- **EXTRACT PROVIDED**
# "She Shoots Straight"



## MinnieMin (Sep 13, 2002)

Anyone knows about this movie?  All I know is that it is a Hong Kong (maybe?) female matial art movie.
Is it worthwhile to watch?

Min


----------



## MinnieMin (Sep 15, 2002)

I guess I should take this movie off from my list.


----------



## Kirk (Sep 15, 2002)

Sorry min .. the only reply I could've put here was "no, I haven't
seen it" :asian:


----------



## MinnieMin (Sep 17, 2002)

> _Originally posted by Kirk _
> 
> *Sorry min .. the only reply I could've put here was "no, I haven't
> seen it" :asian: *



Thanks Kirk.  

Min :asian:


----------



## fist of fury (Sep 17, 2002)

Is this it?
http://us.imdb.com/Title?0099809


----------



## MinnieMin (Sep 17, 2002)

> _Originally posted by fist of fury _
> 
> *Is this it?
> http://us.imdb.com/Title?0099809 *



Yeah, you are right.  Do you know about this movie?

Min


----------



## fist of fury (Sep 17, 2002)

No i haven't seen it.


----------



## MinnieMin (Sep 17, 2002)

Fist of Fury,
Thank you for checking the movie for me.  I guess it is not a worthwhile movie to watch.

Min


----------

- **WORK REQUIRED**
In the forum thread above, what does MinnieMin conclude about the movie in the final post?

- **SUPPLIED INFORMATION**

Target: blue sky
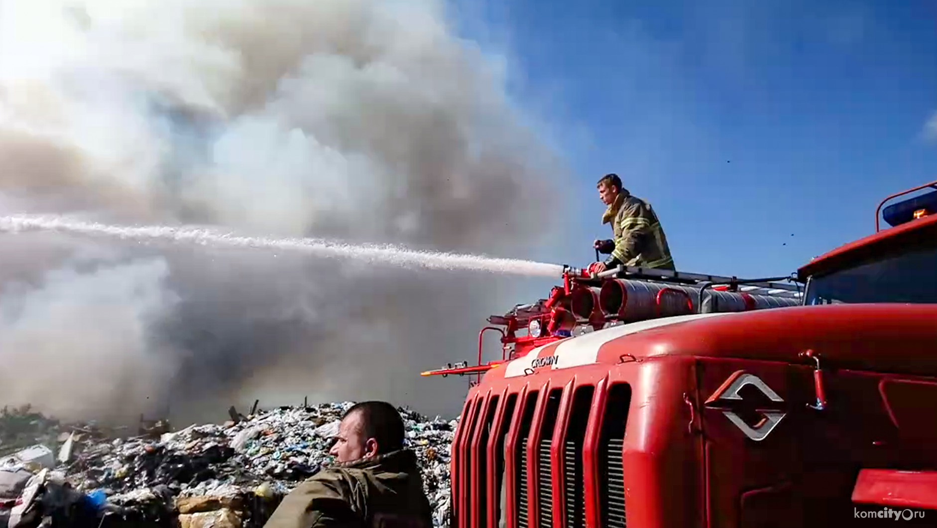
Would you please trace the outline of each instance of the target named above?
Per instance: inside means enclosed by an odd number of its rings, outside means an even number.
[[[785,275],[874,231],[878,202],[937,180],[937,4],[459,0],[466,37],[505,53],[579,185],[585,265],[608,237],[616,172],[661,217],[677,268]],[[793,234],[793,236],[792,236]],[[577,245],[578,244],[578,245]],[[592,255],[590,257],[590,255]]]

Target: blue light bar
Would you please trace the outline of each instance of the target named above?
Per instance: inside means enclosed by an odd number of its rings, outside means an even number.
[[[882,211],[882,219],[895,227],[915,219],[918,209],[926,209],[929,215],[937,213],[937,190],[888,205]]]

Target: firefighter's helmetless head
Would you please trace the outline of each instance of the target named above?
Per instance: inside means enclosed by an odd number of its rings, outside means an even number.
[[[329,454],[339,462],[369,459],[403,449],[404,422],[386,401],[364,401],[345,413]]]
[[[605,205],[611,205],[615,203],[615,199],[618,197],[618,194],[621,193],[621,178],[614,173],[605,174],[599,180],[597,187],[599,189],[599,198],[602,199],[602,203]]]

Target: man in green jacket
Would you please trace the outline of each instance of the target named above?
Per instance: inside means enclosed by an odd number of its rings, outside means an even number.
[[[385,401],[349,409],[330,452],[337,464],[300,484],[264,528],[432,528],[416,455]]]
[[[597,187],[599,197],[608,205],[602,222],[612,224],[615,240],[595,241],[595,249],[609,257],[589,270],[602,273],[618,264],[675,270],[667,237],[650,204],[632,196],[617,174],[605,174]]]

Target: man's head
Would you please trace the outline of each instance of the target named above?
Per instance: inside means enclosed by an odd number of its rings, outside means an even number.
[[[345,413],[329,451],[339,462],[371,458],[404,446],[404,421],[386,401],[364,401]]]
[[[605,174],[599,180],[596,187],[599,188],[599,198],[602,199],[602,203],[605,205],[611,205],[621,193],[621,178],[614,173]]]

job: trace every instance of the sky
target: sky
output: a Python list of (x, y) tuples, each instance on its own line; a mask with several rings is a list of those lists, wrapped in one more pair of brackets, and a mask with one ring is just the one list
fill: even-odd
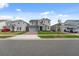
[(79, 3), (0, 3), (0, 19), (49, 18), (51, 25), (66, 20), (79, 20)]

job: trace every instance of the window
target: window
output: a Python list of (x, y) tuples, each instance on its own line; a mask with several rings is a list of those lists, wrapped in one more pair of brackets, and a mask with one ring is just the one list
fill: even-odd
[(21, 27), (20, 27), (20, 30), (21, 30)]

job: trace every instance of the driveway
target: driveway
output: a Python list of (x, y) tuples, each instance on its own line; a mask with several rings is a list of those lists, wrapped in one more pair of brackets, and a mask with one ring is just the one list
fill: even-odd
[(37, 32), (27, 32), (25, 34), (22, 35), (17, 35), (15, 37), (10, 37), (7, 39), (13, 39), (13, 40), (37, 40), (40, 39), (40, 37), (38, 37)]

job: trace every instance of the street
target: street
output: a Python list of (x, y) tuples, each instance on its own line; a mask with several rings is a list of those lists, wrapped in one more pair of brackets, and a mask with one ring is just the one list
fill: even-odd
[(79, 56), (79, 40), (0, 40), (0, 56)]

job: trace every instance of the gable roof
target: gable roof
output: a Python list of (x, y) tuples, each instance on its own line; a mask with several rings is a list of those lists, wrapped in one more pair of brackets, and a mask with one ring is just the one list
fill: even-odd
[(14, 21), (12, 21), (12, 23), (14, 23), (14, 22), (18, 22), (18, 21), (20, 21), (20, 22), (24, 22), (24, 23), (26, 23), (26, 24), (28, 24), (29, 25), (29, 23), (27, 23), (26, 21), (24, 21), (24, 20), (14, 20)]

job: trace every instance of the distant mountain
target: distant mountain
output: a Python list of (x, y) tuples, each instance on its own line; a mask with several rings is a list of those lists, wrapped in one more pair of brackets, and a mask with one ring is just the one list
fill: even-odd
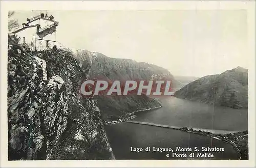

- **OUTPUT**
MinnieMin concludes that it is not a worthwhile movie to watch.